▶ Materials provided

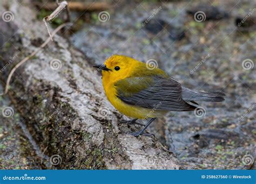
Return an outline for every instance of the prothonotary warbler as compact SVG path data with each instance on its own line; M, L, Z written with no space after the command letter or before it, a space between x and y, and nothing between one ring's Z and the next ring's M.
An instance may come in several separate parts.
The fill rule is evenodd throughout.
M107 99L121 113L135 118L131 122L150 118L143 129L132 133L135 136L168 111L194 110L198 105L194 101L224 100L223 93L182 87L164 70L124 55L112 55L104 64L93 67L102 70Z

==

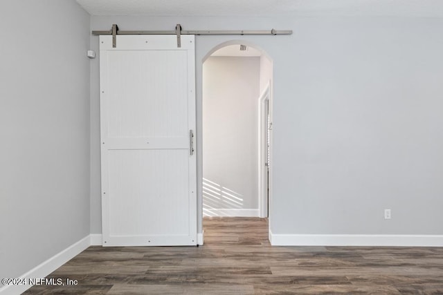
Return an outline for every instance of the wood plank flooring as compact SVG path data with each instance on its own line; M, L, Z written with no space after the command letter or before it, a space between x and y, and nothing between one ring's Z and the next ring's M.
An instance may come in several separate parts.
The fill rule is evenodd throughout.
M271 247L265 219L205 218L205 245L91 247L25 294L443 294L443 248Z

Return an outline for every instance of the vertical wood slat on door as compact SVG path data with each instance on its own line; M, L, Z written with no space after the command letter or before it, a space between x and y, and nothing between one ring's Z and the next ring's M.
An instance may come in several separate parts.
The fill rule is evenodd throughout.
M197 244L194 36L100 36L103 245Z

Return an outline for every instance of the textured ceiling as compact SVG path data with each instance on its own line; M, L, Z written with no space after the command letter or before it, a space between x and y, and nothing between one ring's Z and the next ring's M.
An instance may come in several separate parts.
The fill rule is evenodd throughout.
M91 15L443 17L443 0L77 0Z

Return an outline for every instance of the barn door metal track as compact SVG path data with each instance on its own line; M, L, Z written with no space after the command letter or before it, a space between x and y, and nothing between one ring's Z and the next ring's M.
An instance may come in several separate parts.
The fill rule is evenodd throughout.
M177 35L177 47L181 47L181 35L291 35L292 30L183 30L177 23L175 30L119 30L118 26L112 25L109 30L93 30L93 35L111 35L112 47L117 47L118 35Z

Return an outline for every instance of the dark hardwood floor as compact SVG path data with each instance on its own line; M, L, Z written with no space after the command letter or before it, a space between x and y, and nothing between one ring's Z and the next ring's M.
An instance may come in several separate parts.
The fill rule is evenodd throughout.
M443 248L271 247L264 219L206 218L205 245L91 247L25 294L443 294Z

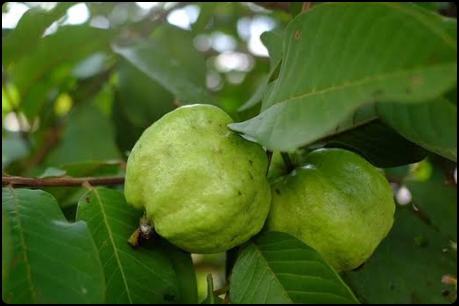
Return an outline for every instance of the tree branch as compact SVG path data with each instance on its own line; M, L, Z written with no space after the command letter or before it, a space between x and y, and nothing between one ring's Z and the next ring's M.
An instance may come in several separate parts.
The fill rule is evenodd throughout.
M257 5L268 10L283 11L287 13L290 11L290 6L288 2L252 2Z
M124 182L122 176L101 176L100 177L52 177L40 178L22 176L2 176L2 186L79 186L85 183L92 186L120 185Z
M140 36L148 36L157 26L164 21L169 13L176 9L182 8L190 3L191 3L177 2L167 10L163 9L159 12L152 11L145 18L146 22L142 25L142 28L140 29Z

--

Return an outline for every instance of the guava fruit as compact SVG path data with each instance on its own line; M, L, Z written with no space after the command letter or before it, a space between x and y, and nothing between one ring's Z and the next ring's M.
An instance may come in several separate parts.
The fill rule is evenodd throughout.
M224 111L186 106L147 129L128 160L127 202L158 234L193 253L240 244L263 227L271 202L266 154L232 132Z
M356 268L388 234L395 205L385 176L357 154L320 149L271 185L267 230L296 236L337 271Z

▶ Directions for this task
Can you copy, character for character, the lines of the records from the line containing "Return an outline for every instance of the textured" up to and including the line containing "M443 248L271 247L264"?

▶ The output
Return an outline for every instance of the textured ceiling as compact SVG path data with each instance on its own line; M, L, Z written with no space after the command letter or before it, a space between x and y, and nothing between one ring's Z and the next ring's M.
An instance may come in several separate parts.
The fill rule is evenodd throughout.
M91 15L443 17L443 0L77 0Z

Return an outline for every instance of the barn door metal track as compact SVG path data with each instance on its own line; M, L, Z written with no space after the command letter or before it, a space between x and y, and nothing between one ring's Z and the next ring's M.
An instance may come in several separate parts.
The fill rule is evenodd throughout.
M177 35L177 47L181 47L181 35L291 35L292 30L183 30L177 23L175 30L119 30L118 26L112 25L109 30L93 30L93 35L111 35L112 47L117 47L118 35Z

Return an outline for every instance of the dark hardwood floor as compact SVG path data with each instance on its own line; M, L, Z written with no space after the command letter or before it, a space between x and y, and nothing between one ring's Z and the next ring's M.
An instance may come in several separate parts.
The fill rule is evenodd throughout.
M443 248L271 247L264 219L206 218L205 245L91 247L25 294L443 294Z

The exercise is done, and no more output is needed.